» Problem requirements: Repeat every entry, word for word, leaving no line out.

» Task material:

--

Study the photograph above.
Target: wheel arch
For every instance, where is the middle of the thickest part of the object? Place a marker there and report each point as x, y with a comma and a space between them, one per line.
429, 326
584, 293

--

» Result for this task:
Study the photograph above.
Target: wheel arch
For every instance, where is the middle of the thickest part of the object? Place a marker there and report each point as x, y with a comma and a space between them, one per line.
429, 326
584, 293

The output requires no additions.